[Short problem] Copy the part of the 1974 International League season text between "The Rochester Red" and "the Philadelphia Phillies.", inclusive, word for word.

[Text provided]

________

- League: International League
- Sport: Baseball
- Duration: April 19 – September 23
- Games: 144
- Teams: 8

Regular season
- Season MVP: Jim Rice, Pawtucket Red Sox

Governors' Cup Playoffs
- League champions: Rochester Red Wings
- Runners-up: Syracuse Chiefs

IL seasons
- ← 19731975 →

= 1974 International League season =

The 1974 International League was a Class AAA baseball season played between April 19 and September 23. Eight teams played a 144-game schedule, with the top two teams in each division qualifying for the post-season.

The Rochester Red Wings won the Governors' Cup, defeating the Syracuse Chiefs in the final round of the playoffs.

==Team changes==
- The Peninsula Whips relocated to Memphis, Tennessee and were renamed the Memphis Blues. The club remained affiliated with the Montreal Expos.
- The Toledo Mud Hens ended their affiliation with the Detroit Tigers and began an affiliation with the Philadelphia Phillies.
- The divisions were renamed to Northern Division and Southern Division, as the league only had three American League team affiliates compared to five National League affiliates.

==Teams==

1974 International League
| Division | Team | City | MLB Affiliate | Stadium |
Northern
| Pawtucket Red Sox | Pawtucket, Rhode Island | Boston Red Sox | McCoy Stadium |
| Rochester Red Wings | Rochester, New York | Baltimore Orioles | Silver Stadium |
| Syracuse Chiefs | Syracuse, New York | New York Yankees | MacArthur Stadium |
| Toledo Mud Hens | Toledo, Ohio | Philadelphia Phillies | Lucas County Stadium |
Southern
| Charleston Charlies | Charleston, West Virginia | Pittsburgh Pirates | Watt Powell Park |
| Memphis Blues | Memphis, Tennessee | Montreal Expos | Blues Stadium |
| Richmond Braves | Richmond, Virginia | Atlanta Braves | Parker Field |
| Tidewater Tides | Norfolk, Virginia | New York Mets | Met Park |

==Regular season==
===Summary===
- The Memphis Blues finished with the best record in the league in their inaugural season.
- The regular season schedule changed from 146-games to 144-games.

________

[Provided material]
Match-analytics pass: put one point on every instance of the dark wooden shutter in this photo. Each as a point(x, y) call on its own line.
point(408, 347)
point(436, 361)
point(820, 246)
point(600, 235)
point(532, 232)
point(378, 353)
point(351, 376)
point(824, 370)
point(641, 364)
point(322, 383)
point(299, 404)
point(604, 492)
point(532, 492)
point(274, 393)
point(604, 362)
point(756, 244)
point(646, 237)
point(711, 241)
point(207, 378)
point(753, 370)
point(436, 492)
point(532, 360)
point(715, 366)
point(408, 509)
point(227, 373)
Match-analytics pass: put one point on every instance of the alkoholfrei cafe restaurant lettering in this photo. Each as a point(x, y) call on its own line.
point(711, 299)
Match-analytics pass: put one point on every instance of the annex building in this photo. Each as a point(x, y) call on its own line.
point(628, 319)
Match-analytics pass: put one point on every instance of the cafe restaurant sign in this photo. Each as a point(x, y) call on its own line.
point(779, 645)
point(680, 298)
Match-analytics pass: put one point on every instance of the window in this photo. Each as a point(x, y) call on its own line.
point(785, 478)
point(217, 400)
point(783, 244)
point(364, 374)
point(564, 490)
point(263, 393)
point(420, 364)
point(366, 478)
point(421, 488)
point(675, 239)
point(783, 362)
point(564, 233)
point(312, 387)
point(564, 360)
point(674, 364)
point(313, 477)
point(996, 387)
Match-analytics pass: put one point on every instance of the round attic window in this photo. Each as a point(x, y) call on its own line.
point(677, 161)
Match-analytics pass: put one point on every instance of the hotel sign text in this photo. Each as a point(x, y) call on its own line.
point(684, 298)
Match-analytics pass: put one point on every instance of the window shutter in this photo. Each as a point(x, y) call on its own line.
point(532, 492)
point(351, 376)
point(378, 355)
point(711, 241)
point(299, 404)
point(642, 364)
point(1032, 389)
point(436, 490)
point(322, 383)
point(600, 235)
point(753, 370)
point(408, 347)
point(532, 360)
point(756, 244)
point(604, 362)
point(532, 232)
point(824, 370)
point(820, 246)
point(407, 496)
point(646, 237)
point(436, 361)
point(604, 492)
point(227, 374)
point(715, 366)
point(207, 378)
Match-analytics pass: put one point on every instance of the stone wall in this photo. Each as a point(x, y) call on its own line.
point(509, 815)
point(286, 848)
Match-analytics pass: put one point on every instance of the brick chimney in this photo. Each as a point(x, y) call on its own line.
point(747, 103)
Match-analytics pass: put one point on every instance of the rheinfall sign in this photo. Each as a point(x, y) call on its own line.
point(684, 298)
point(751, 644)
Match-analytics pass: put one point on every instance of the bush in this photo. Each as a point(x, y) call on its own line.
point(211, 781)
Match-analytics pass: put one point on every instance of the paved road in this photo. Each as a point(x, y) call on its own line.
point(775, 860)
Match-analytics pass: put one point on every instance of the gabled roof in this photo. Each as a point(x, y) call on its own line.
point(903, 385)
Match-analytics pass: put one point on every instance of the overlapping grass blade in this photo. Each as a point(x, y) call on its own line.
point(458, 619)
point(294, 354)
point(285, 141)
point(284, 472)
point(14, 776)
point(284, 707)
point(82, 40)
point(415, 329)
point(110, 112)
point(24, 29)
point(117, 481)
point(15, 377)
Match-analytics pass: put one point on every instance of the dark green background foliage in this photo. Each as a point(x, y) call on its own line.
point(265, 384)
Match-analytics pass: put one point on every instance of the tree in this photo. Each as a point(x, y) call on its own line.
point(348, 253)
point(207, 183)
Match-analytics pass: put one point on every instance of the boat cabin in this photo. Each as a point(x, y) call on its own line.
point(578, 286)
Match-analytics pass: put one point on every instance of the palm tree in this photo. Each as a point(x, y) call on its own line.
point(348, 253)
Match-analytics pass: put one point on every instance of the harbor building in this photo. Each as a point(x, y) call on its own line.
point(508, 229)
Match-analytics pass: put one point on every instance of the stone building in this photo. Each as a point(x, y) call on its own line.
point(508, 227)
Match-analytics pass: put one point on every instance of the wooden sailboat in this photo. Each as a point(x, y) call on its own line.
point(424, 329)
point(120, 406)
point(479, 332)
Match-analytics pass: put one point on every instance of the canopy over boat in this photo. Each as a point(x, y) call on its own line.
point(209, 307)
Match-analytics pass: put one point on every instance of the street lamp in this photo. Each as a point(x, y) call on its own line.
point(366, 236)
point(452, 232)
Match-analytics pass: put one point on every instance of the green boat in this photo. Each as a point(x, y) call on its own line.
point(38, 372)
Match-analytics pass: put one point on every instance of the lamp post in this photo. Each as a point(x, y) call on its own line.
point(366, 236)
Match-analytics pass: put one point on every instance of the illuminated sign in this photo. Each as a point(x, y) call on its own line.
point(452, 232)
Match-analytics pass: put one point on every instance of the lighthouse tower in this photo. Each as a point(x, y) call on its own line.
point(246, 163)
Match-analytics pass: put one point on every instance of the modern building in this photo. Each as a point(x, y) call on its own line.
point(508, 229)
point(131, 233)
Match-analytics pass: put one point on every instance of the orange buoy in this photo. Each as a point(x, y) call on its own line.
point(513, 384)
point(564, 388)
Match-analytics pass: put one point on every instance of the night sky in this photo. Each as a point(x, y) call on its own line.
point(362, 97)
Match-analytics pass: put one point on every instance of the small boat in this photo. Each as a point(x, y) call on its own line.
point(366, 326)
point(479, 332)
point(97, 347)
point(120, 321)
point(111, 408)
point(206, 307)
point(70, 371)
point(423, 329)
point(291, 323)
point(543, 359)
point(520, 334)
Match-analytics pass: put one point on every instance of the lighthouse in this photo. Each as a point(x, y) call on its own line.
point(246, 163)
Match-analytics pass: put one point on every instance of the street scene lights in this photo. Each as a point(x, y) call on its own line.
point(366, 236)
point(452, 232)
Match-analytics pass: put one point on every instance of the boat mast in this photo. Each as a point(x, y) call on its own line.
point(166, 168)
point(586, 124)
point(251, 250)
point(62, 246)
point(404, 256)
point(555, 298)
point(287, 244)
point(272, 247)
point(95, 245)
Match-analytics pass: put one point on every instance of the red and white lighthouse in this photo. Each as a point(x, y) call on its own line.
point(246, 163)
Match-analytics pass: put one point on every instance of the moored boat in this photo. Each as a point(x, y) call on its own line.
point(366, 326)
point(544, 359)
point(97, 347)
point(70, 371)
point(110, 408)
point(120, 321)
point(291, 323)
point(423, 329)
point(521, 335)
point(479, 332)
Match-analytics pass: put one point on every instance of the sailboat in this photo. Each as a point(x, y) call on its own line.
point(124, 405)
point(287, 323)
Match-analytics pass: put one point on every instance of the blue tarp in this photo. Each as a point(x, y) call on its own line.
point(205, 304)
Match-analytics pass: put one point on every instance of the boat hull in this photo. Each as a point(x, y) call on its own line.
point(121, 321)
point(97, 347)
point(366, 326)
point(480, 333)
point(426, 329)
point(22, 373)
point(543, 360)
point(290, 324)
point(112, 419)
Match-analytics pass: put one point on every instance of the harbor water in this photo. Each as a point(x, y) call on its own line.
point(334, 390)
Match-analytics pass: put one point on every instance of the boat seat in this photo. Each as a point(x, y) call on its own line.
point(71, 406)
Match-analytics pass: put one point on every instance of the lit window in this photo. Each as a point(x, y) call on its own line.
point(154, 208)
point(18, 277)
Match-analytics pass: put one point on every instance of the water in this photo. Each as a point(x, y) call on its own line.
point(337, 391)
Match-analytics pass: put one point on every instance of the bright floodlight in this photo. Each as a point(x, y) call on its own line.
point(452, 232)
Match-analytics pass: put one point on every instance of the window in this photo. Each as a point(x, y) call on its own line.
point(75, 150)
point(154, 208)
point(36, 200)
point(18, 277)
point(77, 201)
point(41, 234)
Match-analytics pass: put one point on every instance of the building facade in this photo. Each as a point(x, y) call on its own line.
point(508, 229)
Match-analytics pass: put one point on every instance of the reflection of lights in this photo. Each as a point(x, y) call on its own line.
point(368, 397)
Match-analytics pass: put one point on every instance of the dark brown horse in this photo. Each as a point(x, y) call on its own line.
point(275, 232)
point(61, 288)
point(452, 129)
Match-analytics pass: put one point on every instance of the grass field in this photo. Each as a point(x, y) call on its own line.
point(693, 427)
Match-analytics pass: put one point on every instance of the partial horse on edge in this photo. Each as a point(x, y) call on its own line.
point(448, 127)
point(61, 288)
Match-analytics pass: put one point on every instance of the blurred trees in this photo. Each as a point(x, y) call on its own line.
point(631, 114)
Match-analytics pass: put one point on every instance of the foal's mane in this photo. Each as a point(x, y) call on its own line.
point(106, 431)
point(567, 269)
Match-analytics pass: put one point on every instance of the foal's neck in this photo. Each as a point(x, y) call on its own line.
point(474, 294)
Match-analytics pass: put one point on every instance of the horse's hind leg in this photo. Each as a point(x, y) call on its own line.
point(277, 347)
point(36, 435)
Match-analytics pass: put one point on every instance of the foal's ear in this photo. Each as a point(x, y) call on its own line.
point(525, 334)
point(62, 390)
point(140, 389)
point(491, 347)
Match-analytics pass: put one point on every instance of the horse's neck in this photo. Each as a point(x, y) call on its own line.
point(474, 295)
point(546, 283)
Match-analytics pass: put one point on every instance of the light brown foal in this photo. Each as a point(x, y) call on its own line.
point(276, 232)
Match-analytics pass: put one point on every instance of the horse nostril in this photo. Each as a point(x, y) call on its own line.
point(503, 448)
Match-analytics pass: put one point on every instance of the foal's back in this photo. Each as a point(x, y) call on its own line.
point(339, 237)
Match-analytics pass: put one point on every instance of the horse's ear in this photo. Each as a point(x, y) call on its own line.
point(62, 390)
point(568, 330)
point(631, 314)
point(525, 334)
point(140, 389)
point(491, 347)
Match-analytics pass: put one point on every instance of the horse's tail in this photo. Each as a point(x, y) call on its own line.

________

[Output of the exercise]
The Rochester Red Wings won the Governors' Cup, defeating the Syracuse Chiefs in the final round of the playoffs.

==Team changes==
- The Peninsula Whips relocated to Memphis, Tennessee and were renamed the Memphis Blues. The club remained affiliated with the Montreal Expos.
- The Toledo Mud Hens ended their affiliation with the Detroit Tigers and began an affiliation with the Philadelphia Phillies.